::: Extrait fourni :::

Nicolaï Gay a fait plusieurs versions d'auteur de ce tableau, dont l'une a été achetée par Alexandre II. Elle appartient actuellement à la collection du Musée Russe[3].
Histoire
modifierAu début 1870, le peintre russe Nikolaï Gay revient en Russie d'Italie, où il a vécu et travaillé de 1857 à 1863 et de 1864 à 1869. Il s'installe avec sa famille en à l'île Vassilievski à Saint-Pétersbourg[4]. Dans cette période, il se rapproche des peintres et écrivains progressistes, et est un des fondateurs des Ambulants. Dans son œuvre apparaissent alors des sujets liés à l'histoire russe des XVIIIe siècle et XIXe siècle. La toile Pierre le Grand et le tsarévitch Alexis, sujet dont l'actualité était réveillée par l'approche du 200e anniversaire de la naissance du tsar, fait partie des premières œuvres se rattachant à cette inspiration[5],[6].
Gay l'explique ainsi dans ses mémoires[7]:
« Pendant 10 ans vécus en Italie, j'ai subi son influence, et j'en suis revenu complètement italien, voyant tout en Russie sous une nouvelle lumière. J'ai ressenti en tout et partout l'influence et les effets des réformes de Pierre Ier. Ce sentiment était si fort, que je me suis laissé séduire par lui, et, sous l'effet de cette séduction, j'ai eu l'idée de ma toile Pierre le Grand et le tsarévitch Alexis. »
Travailant sur ce projet, Gay étudie des documents historiques portant sur l'action du tsar. Il en discute avec ses amis et ses connaissances, et notamment avec l'historien et homme public Nicolas Kostomarov. Sa première perception très idéalisée de la personnalité de Pierre le Grand fait place à une appréciation plus réaliste, et il prend conscience de la cruauté et des souffrances qui ont été le prix des succès des réformes de l'époque[8]. Le peintre résume ainsi le chemin qu'il a fait[9] :
« Pendant que je peignais Pierre le Grand et le tsarévitch Alexis, j'éprouvais de la sympathie pour Pierre, mais ensuite, après avoir étudié beaucoup de documents, cette sympathie est devenue impossible. Ce qui l'avait fait disparaître, c'est qu'il était dit que pour lui les intérêts de la patrie étaient au-dessus des sentiments de père, et ceci justifiait sa cruauté, mais tuait l'idéal. »

::: Données fournies :::

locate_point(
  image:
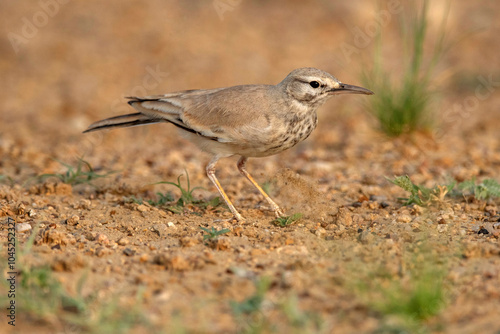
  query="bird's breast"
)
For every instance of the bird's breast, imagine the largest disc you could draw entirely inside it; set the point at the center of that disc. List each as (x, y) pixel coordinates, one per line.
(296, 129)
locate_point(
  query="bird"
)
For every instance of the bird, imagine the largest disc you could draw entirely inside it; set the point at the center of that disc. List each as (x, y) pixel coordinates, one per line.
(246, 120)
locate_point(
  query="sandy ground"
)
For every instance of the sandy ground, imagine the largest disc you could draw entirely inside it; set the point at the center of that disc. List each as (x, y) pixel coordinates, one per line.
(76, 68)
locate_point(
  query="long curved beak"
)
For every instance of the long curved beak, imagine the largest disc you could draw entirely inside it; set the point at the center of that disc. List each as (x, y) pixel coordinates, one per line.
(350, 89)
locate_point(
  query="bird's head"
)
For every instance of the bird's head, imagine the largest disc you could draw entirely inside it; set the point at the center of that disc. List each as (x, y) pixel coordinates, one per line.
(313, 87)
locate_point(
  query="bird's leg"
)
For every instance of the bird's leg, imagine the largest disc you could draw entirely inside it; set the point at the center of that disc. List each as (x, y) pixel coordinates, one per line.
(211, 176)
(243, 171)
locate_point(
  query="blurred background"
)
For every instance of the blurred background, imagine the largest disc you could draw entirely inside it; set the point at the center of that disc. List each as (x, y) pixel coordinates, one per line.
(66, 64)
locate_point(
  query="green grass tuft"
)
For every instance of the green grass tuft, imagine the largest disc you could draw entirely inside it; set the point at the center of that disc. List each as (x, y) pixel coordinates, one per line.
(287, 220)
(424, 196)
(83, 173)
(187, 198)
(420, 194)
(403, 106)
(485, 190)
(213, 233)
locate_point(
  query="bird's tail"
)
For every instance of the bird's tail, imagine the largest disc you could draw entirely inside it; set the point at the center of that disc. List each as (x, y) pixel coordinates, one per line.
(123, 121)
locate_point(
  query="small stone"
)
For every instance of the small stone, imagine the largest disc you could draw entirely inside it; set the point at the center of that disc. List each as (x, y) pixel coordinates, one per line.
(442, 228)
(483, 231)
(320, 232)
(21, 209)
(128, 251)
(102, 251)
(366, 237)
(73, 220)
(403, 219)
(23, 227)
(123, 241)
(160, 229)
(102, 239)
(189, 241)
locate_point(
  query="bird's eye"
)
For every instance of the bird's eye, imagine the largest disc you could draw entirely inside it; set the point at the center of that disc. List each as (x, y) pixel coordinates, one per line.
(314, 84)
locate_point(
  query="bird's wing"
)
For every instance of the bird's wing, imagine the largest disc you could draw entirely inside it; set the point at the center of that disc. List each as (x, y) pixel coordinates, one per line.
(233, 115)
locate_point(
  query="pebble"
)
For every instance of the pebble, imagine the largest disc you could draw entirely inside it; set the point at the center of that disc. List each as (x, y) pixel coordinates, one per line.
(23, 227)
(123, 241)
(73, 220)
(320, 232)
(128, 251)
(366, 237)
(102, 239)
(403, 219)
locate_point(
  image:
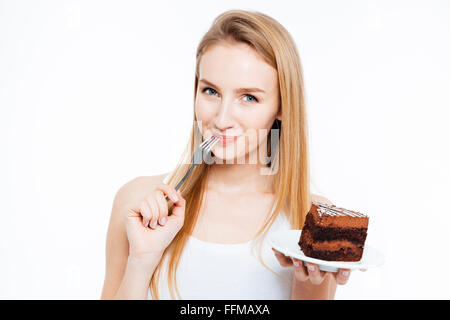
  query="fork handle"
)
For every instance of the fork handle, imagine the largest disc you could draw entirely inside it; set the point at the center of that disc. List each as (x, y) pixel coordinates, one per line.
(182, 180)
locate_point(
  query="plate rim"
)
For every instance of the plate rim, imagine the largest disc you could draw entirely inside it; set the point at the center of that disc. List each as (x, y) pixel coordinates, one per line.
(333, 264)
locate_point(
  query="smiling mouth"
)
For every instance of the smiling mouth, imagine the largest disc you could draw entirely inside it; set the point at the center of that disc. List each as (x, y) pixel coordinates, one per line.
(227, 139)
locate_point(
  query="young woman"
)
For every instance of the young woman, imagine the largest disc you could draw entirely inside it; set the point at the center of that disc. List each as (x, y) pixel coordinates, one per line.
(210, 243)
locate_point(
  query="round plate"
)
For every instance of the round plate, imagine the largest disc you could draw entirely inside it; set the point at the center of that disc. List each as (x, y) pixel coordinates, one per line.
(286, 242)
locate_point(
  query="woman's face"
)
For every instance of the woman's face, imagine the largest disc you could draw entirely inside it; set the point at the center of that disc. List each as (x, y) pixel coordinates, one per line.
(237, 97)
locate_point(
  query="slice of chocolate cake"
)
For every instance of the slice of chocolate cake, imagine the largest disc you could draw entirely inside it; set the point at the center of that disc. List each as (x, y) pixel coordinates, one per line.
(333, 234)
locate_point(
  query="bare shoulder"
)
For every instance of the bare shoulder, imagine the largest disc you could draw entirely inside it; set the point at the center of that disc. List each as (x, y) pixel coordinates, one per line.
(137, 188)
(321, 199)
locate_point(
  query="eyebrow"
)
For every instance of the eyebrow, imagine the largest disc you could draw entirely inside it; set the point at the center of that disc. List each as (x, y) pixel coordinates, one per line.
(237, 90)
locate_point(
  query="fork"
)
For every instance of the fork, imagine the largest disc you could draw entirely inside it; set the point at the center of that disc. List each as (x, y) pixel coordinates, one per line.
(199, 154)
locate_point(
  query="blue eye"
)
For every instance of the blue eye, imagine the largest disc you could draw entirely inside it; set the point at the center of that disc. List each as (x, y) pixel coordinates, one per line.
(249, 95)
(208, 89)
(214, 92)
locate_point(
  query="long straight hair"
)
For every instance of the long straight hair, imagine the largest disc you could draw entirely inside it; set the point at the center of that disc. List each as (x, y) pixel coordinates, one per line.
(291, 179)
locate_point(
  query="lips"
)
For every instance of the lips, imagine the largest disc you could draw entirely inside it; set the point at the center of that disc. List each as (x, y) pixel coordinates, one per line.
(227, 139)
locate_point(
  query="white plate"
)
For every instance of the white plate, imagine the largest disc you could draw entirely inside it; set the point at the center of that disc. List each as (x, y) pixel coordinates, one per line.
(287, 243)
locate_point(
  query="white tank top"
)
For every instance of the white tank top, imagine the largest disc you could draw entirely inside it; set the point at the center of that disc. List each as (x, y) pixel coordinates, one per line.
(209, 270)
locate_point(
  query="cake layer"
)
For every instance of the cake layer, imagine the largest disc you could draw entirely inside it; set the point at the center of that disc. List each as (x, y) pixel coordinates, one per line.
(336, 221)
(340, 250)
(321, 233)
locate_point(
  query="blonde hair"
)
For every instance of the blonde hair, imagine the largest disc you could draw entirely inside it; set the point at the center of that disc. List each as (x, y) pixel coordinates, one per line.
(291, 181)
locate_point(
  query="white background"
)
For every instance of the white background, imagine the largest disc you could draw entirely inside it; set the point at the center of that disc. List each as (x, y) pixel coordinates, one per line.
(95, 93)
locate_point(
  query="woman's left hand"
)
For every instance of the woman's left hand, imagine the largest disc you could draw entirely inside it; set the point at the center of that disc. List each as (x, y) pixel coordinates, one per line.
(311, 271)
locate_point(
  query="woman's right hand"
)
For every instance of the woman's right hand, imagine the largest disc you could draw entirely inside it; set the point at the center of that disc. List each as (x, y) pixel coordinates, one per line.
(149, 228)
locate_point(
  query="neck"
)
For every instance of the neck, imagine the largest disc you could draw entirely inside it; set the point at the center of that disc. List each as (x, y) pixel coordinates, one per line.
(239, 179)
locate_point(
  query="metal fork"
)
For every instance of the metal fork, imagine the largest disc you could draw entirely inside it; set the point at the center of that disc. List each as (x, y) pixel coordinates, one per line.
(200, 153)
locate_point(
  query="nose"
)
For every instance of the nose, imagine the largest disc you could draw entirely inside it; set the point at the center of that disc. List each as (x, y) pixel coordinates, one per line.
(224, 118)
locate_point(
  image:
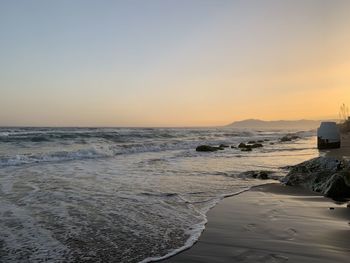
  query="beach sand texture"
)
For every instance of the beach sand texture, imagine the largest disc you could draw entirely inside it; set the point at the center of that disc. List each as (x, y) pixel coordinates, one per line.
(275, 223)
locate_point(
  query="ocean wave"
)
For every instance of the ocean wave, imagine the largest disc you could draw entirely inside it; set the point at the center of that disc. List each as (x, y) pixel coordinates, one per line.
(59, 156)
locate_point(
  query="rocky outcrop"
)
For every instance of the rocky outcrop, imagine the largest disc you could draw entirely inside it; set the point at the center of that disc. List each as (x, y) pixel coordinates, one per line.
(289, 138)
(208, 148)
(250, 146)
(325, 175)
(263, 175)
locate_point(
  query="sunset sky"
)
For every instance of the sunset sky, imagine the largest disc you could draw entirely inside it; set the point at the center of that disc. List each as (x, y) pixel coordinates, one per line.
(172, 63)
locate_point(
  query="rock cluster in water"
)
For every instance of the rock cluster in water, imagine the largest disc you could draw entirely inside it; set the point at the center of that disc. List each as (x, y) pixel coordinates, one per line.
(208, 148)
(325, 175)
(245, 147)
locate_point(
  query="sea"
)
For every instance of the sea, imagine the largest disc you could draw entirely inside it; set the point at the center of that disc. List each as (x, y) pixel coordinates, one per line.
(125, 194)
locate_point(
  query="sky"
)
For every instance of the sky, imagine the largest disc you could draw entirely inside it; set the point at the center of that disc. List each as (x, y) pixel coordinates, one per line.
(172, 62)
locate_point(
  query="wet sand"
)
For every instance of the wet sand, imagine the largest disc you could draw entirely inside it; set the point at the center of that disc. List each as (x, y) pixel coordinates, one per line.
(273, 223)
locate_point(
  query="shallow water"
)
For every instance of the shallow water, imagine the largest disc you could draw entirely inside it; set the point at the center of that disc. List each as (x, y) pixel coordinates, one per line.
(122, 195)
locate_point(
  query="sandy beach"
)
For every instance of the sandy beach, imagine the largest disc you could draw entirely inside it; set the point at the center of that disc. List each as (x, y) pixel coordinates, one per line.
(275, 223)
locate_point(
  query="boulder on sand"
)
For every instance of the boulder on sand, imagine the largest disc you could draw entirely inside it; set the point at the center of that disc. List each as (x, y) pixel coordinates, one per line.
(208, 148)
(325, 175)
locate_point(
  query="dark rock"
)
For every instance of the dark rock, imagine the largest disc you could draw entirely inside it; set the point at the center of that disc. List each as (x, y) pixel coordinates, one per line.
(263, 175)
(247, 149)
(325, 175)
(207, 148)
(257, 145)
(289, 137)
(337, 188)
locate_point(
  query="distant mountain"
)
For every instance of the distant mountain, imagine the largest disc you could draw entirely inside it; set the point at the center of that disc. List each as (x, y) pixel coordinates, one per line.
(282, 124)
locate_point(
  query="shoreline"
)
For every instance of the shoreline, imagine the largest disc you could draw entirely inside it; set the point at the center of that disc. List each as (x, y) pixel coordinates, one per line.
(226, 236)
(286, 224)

:::
::: Données fournies :::

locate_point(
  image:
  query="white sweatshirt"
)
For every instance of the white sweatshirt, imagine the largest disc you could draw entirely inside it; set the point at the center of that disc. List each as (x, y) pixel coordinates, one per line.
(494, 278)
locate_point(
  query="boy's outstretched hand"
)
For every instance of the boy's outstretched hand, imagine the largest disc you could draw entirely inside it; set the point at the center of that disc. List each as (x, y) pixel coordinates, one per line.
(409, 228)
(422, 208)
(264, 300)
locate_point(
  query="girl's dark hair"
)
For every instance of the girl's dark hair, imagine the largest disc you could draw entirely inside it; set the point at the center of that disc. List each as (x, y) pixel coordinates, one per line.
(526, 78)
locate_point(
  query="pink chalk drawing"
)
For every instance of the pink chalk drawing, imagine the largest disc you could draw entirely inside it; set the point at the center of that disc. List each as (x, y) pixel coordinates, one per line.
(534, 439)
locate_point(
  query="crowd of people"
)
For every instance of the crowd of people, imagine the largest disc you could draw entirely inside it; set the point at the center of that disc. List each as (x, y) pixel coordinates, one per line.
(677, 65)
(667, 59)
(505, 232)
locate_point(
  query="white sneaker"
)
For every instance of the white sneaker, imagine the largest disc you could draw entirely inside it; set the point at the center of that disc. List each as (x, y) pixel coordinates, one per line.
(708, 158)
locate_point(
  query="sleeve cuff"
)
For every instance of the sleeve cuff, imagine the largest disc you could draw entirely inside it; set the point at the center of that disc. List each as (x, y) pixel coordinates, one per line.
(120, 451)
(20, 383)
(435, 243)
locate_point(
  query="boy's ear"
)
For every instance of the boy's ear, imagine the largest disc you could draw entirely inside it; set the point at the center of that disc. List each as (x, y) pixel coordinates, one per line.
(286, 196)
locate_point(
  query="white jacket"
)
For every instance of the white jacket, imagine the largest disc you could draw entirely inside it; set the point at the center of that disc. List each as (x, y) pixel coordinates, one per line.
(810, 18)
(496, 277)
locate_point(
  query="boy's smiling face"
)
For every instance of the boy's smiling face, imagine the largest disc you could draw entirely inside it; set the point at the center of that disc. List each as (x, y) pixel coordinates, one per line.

:::

> _Objectifs_:
A – Recopiez tel quel le passage du texte sur le tableau de Nikolaï Gay qui va de « Nicolaï Gay a » jusqu'à « à cette inspiration[5],[6]. ».
B – D'après le texte sur le tableau de Nikolaï Gay, avec quel historien le peintre discute-t-il de son projet ?
C – Reprenez le texte sur le tableau de Nikolaï Gay là où il s'arrête et poursuivez-le.
Ces lignes n'ont aucun lien avec le texte sur le tableau de Nikolaï Gay.

> _Réponses_:
A –
Nicolaï Gay a fait plusieurs versions d'auteur de ce tableau, dont l'une a été achetée par Alexandre II. Elle appartient actuellement à la collection du Musée Russe[3].
Histoire
modifierAu début 1870, le peintre russe Nikolaï Gay revient en Russie d'Italie, où il a vécu et travaillé de 1857 à 1863 et de 1864 à 1869. Il s'installe avec sa famille en à l'île Vassilievski à Saint-Pétersbourg[4]. Dans cette période, il se rapproche des peintres et écrivains progressistes, et est un des fondateurs des Ambulants. Dans son œuvre apparaissent alors des sujets liés à l'histoire russe des XVIIIe siècle et XIXe siècle. La toile Pierre le Grand et le tsarévitch Alexis, sujet dont l'actualité était réveillée par l'approche du 200e anniversaire de la naissance du tsar, fait partie des premières œuvres se rattachant à cette inspiration[5],[6].

B – Avec Nicolas Kostomarov.

C –
Nikolaï Gay prépare la toile Pierre le Grand interrogeant le tsarévitch Alexis à Peterhof pour la 1re exposition de la société des expositions de peinture itinérante (les Ambulants), dont l'ouverture est repoussée plusieurs fois, mais qui finalement a lieu en [10]. Pavel Tretiakov achète la peinture directement dans l'atelier de Gay, et c'est la première de ce peintre qui rentre dans sa collection personnelle[11].
Lors de l'exposition, la toile plait à l'empereur Alexandre II, qui manifeste également son intention de l'acheter, mais personne n'ose lui dire qu'elle est déjà vendue. Pour régler cet imbroglio, Gay propose de peindre une copie d'auteur pour Tretiakov, et de remettre l'original à Alexandre II. Mais il lui faut l'accord de Pavel Tretiakov, et c'est finalement la copie d'auteur qui échoit à l'empereur, et qui finira dans les collections du Musée Russe[12].
Sujet et description
modifierLa toile représente Pierre le Grand et son fils Alexeï Petrovitch, dans un intérieur du palais Monplaisir à Peterhof. Pierre est assis à droite d'une table, dans un fauteuil, habillé de velours rouge, et le tsarévitch Alexis est debout à gauche[13]. Le peintre développe une interprétation psychologique du drame historique : le tsarévitch Alexis, hostile à la manière sévère et despotique avec laquelle sont conduites les réformes de Pierre le Grand, a fui en l'Europe de l'ouest, mais en a été rappelé ; accusé de préparer une prise du pouvoir en Russie, il est enfermé sur ordre de son père dans la forteresse Pierre-et-Paul, où il meurt sous les tortures le 26 juin 1718 ( dans le calendrier grégorien)[14].
Bien que l'apparence de Pierre et du Tsarévitch soit calme, leur état intérieur est plein d'émotion et de tension spirituelle. Il est évident qu'une discussion orageuse vient de s'achever, dont l'issue est que Pierre est encore plus convaincu de la trahison de son fils. Les documents étalés sur la table (un des feuillets est tombé sur le sol) le soulignent. Avant de mettre fin à l'échange, Pierre observe le visage de son fils, espérant encore y voir un signe de repentir. Alexis baisse alors les yeux sous le regard de son père, certain de ce qu'il ne se décidera pas à condamner à mort son propre fils. Il se tait et ne demande pas le pardon[14].
L'agencement des lumières accentue la différence entre les deux personnages. Selon la critique d'art Tatiana Karpova, la silhouette du tsarévitch Alexis est la plus pauvrement éclairée, « d'une lumière lunaire, presque morte », symbole de ce qu'il « appartient déjà à l'empire des ténèbres, plutôt qu'au monde réel des passions et des couleurs ». De son côté, le visage de Pierre, au contraire, est « modelé par l'énergie d'une lumière contrastée »[15].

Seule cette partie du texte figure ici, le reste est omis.